» Text
* * * *
How to Help Your Child Talk and Grow Smarter: Learning Two Languages

Parents used to feel anxious about allowing their babies to learn two languages at once, for fear it would damage their language skills in the long term. Those days have gone. Happily, for our global society, the weight of evidence now shows that bilingual children are at an advantage in many ways over their monolingual peers.

Babies who hear two languages or more, before and soon after birth, become skilled at choosing the right brain tool for intellectual tasks. As they continue through life, maintaining their skill in two languages, they even have some protection from the onset of Alzheimers. They can stave off the start of the brain disease for up to five years, according to York University, Toronto, with their improved language tools.

Active brain
Your brain stays nimble and works harder when you speak two languages, building up “cognitive reserve”. In other words, you need to use it or lose it. The more languages you speak, the more protection your brain gains against the disease. If you stop using both languages, your brain loses the advantage.

Babies who hear and see more than one language in their first months are able to attend carefully. Research carried out in McGill University, Montreal, and the University of British Colombia shows that babies of a few months already recognize features of both languages, such as the segmentation of words and the differences in facial expression of the speaker. These skills are important in developing language skills, and learning them while young gives those lucky babies a head start.

Early skills
Babies and young children learn both languages simultaneously, and switch easily from one to the other. Some speak one language with their mother and another with their father, while others manage one language at home and another when at nursery or preschool.

Language learning takes place most rapidly between birth and 3 years or age. Children continue to learn until 10 or 12 years, but after that time find it harder to learn new languages. Feral children, deprived of communication in their early years, find it impossible to catch up completely, and spend their lives disadvantaged by poor language skills.

The message to parents is clear. If your child has access to more than one language, take advantage of the opportunity to help your child talk in both and encourage extra brain activity.

If your baby only hears one language, introduce a new one well before he reaches 10 years of age, preferably even before he’s 3 years old.

You may be too old to pick it up a new skill as easily as your child does, but it’s worth learning a second language yourself. You’ll keep your mind as active as you can, to give yourself as much protection as possible against later brain problems.

Further Information

How to Help Your Child Talk and Grow Smarter:Amazon Kindle eBook: 2011National Geographic: Bilingual Babies: 2009

School of Communication Sciences & Disorders, McGill University, Montreal: Word segmentation in monolingual and bilingual infant learners of English and French: Linda Polka & Megha Sundara

Science Now: An Infants Refine Tongue: 2011

Royal Society: Brain Waves Module Two: Neuroscience: Implications for Education and Lifelong Learning: 2011


  1. Hi Fran,
    I know this is the accepted view, however I know that it is not always the case. For a combination of reasons, my younger sister was brought up on an even mix of Croatian, English and Japanese until the age of nearly three. While this continued she spoke only ug-ug words – despite all efforts at help. Alarmed, our parents cut down to just English and she spoke quite clearly within a couple of weeks. Later, she was able to juggle all three quite proficiently but it appears the 'filing cabinet' got too mixed up to be able to lay hands on the right word with all three versions together.
* * * *
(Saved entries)
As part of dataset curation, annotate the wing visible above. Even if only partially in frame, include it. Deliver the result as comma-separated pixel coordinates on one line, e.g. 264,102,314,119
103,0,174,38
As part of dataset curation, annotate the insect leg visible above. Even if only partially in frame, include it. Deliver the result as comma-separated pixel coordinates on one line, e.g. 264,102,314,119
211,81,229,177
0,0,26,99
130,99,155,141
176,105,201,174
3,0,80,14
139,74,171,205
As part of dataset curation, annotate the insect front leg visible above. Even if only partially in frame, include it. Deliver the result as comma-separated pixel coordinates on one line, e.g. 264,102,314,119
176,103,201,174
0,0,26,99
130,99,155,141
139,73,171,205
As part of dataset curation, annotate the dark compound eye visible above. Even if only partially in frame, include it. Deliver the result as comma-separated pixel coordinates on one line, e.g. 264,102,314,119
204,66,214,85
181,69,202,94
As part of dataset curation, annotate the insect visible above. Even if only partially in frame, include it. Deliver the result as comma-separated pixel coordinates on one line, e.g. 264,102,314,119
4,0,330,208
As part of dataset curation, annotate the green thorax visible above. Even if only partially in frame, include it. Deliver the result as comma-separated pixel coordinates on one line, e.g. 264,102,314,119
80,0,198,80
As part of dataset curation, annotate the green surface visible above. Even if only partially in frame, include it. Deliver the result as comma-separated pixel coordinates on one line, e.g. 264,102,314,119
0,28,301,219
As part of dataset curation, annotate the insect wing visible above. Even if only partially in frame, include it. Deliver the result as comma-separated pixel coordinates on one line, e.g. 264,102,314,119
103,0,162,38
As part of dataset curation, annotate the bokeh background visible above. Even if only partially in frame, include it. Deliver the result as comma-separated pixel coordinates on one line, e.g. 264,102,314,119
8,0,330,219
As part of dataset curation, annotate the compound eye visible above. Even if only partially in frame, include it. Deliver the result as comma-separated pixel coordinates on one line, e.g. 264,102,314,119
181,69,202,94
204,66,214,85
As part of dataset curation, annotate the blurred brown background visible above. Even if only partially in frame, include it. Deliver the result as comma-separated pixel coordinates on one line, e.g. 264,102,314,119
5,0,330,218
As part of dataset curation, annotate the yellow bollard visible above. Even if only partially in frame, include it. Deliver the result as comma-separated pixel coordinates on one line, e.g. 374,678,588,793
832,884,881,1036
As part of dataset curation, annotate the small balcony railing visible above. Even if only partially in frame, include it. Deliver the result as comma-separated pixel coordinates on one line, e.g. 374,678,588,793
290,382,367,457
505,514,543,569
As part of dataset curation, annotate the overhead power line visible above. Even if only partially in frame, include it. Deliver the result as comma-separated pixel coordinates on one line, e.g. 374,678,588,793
* * * *
» Work order A
Do these statements agree with the text on bilingual children? For each, answer yes or no and quote the deciding words.
(i) Keeping up two languages can delay the onset of Alzheimer's by as much as five years.
(ii) Babies only a few months old already recognize features of both languages they hear.
(iii) Feral children can fully catch up on language once they are given communication later.
» Work order B
Can you reproduce the part of the text on bilingual children that opens with the words containing "Early skills" and closes with "nursery or preschool."?
These records were drawn from a separate source.

» Task response A
(i) Yes: "They can stave off the start of the brain disease for up to five years"
(ii) Yes: "babies of a few months already recognize features of both languages"
(iii) No: "find it impossible to catch up completely"

» Task response B
Early skills
Babies and young children learn both languages simultaneously, and switch easily from one to the other. Some speak one language with their mother and another with their father, while others manage one language at home and another when at nursery or preschool.